§ ACTIVITY
Go through the records and copy each line where the string "stone" occurs.

§ RECORDS PROVIDED
....

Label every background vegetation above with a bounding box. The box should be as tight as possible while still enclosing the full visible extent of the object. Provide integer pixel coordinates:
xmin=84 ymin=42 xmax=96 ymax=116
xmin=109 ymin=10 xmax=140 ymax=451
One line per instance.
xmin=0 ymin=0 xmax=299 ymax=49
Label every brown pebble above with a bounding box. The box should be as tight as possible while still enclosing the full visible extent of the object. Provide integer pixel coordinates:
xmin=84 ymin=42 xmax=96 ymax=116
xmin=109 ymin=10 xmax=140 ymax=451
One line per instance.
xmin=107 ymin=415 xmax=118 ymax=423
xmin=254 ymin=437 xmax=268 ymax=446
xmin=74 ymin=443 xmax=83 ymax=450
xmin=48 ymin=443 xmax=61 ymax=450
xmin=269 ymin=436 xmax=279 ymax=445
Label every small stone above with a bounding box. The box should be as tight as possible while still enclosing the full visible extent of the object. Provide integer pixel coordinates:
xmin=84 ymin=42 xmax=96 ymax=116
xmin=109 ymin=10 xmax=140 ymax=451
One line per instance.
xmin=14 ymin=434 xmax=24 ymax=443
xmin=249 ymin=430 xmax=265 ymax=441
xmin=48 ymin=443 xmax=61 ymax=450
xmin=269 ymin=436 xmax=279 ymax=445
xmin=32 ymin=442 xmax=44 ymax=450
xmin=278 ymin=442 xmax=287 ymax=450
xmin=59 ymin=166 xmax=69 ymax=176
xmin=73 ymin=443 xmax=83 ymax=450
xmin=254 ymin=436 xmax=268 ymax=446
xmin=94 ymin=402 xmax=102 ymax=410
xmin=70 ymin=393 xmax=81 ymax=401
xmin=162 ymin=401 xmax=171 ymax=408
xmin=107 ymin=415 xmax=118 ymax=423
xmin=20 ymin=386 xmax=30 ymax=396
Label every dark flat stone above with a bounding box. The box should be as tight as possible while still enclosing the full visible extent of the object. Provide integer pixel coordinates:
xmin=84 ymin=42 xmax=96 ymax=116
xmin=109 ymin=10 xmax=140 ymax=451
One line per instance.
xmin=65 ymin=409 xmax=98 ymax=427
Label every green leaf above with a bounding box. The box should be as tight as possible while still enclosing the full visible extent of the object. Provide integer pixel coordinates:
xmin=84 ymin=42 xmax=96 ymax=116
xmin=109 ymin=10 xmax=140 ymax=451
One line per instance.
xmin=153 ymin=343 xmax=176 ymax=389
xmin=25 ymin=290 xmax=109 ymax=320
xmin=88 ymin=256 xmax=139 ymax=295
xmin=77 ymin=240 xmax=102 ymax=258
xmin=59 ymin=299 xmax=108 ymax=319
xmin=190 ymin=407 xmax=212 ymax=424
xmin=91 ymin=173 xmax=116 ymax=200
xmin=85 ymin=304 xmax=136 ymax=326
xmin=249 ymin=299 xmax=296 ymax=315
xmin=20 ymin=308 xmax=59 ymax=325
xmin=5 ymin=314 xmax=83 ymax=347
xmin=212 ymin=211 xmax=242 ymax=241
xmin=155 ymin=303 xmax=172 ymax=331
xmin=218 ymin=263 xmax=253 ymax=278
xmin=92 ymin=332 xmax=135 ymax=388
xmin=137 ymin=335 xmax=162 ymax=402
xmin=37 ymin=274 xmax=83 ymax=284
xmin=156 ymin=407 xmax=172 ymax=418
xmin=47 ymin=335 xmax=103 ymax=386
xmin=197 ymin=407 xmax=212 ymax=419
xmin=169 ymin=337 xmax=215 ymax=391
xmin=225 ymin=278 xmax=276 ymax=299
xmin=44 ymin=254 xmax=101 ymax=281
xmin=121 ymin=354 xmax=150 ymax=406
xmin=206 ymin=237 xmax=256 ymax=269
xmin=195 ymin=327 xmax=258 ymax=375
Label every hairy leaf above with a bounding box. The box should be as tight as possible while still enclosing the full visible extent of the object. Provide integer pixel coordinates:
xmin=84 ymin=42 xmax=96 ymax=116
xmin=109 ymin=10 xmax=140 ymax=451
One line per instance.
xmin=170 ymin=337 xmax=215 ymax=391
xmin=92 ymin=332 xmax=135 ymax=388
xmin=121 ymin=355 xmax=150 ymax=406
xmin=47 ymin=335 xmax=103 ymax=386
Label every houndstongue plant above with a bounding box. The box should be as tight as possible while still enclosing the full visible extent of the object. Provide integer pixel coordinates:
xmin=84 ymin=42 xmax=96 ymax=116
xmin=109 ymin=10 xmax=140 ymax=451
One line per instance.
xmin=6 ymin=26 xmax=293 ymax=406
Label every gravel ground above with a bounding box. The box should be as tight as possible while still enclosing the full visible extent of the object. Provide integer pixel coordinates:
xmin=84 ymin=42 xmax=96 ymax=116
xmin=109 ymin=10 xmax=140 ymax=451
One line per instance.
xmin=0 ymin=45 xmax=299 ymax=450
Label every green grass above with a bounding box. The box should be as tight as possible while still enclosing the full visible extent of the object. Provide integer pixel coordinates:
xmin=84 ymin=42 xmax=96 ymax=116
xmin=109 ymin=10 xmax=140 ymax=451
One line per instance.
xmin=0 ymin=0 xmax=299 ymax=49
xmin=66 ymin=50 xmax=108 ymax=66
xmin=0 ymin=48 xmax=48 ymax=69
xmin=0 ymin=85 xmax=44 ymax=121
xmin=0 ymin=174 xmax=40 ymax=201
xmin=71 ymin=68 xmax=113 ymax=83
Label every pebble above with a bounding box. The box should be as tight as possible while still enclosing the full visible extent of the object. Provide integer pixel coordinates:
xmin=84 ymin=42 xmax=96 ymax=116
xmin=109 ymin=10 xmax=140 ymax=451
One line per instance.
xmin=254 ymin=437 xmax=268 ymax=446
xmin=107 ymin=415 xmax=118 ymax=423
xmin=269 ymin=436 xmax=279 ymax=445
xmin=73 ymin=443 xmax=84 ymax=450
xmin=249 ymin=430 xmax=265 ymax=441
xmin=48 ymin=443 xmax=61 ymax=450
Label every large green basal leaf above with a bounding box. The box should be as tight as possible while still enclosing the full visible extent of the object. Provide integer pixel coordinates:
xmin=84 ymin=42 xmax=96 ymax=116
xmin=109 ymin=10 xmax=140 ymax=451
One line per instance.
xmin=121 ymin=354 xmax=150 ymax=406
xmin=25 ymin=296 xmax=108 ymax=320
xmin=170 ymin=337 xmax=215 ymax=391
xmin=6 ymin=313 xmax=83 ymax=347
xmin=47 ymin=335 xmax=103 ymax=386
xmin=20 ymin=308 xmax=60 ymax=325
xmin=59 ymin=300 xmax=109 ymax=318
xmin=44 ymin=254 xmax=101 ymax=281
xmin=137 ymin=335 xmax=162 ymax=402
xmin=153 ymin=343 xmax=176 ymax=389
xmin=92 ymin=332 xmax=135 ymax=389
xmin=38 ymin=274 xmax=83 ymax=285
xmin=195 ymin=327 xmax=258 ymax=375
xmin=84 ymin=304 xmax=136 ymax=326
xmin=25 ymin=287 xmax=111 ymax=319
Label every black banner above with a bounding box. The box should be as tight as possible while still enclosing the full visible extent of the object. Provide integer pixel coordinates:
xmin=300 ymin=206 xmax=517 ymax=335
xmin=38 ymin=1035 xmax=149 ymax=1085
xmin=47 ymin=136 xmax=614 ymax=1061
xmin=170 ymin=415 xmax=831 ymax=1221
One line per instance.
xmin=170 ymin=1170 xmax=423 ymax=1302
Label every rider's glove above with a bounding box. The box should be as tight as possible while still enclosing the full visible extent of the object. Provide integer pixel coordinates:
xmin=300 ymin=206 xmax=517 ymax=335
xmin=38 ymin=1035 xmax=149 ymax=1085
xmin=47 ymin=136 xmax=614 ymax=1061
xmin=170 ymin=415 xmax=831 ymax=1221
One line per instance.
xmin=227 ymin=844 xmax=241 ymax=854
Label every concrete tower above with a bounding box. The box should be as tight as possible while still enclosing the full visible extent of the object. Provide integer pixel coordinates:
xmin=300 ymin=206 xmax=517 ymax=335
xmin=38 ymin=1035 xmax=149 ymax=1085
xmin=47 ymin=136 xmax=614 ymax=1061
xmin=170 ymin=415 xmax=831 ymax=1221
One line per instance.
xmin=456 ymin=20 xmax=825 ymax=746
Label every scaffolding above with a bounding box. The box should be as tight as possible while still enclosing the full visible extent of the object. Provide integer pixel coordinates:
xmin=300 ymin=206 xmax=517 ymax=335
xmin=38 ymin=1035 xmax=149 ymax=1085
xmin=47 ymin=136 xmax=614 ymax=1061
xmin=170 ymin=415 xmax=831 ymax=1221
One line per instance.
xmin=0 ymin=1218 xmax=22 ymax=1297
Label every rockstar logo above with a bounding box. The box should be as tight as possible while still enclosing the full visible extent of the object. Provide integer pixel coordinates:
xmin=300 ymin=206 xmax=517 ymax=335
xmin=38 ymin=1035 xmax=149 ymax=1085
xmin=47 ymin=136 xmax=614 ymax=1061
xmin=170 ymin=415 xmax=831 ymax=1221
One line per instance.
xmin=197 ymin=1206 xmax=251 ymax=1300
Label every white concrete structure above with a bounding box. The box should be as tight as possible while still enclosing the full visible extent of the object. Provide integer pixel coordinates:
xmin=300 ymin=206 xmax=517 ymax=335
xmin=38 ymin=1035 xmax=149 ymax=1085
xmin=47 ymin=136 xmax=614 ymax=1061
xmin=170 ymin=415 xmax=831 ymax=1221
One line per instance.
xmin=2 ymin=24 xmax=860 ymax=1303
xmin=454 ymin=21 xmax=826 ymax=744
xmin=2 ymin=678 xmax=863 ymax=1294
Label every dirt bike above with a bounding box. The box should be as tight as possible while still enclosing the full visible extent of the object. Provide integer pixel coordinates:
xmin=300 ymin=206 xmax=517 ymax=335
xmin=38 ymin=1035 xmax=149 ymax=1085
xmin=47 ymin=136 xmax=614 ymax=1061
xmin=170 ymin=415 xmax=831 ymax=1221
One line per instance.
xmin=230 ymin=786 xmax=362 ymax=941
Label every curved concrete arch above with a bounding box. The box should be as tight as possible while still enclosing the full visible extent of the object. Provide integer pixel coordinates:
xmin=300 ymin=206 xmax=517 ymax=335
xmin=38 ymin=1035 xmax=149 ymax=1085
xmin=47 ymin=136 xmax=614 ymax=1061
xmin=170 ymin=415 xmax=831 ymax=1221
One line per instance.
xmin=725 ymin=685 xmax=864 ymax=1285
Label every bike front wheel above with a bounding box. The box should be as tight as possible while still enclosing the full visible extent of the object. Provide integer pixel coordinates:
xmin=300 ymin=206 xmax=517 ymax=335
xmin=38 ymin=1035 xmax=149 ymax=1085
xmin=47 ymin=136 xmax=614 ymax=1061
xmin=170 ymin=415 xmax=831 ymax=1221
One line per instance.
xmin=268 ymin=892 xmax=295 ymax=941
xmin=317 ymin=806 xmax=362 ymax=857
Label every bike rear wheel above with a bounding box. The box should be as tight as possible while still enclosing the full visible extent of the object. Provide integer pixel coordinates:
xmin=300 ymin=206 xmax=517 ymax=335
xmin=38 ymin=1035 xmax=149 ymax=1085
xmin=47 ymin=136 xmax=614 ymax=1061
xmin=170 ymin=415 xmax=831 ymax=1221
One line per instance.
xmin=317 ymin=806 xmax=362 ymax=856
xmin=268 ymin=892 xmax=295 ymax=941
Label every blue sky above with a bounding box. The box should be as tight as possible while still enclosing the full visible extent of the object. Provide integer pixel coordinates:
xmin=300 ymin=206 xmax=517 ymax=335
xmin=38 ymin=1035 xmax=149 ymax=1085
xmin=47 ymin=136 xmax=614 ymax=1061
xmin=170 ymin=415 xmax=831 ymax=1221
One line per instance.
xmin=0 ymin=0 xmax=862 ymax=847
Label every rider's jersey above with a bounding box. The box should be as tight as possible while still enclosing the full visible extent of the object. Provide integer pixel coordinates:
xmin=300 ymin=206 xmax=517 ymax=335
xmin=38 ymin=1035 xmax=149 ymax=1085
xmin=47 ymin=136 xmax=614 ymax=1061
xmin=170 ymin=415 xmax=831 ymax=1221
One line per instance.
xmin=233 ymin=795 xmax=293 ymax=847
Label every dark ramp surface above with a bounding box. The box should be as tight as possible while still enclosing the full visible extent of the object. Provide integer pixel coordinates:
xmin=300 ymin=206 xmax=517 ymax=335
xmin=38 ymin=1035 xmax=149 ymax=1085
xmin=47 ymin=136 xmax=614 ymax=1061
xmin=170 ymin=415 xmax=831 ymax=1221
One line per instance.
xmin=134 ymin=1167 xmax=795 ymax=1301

....

§ ANSWER TO THE EXERCISE
Label every small stone above with a bounding box. The box should be as tight as possible while still enclosing the full visible extent of the object. Provide integer pixel coordinates:
Label every dark flat stone above with a bounding box. The box should be as tight as possible while still enclosing the full visible extent of the object. Provide integer pixel coordinates:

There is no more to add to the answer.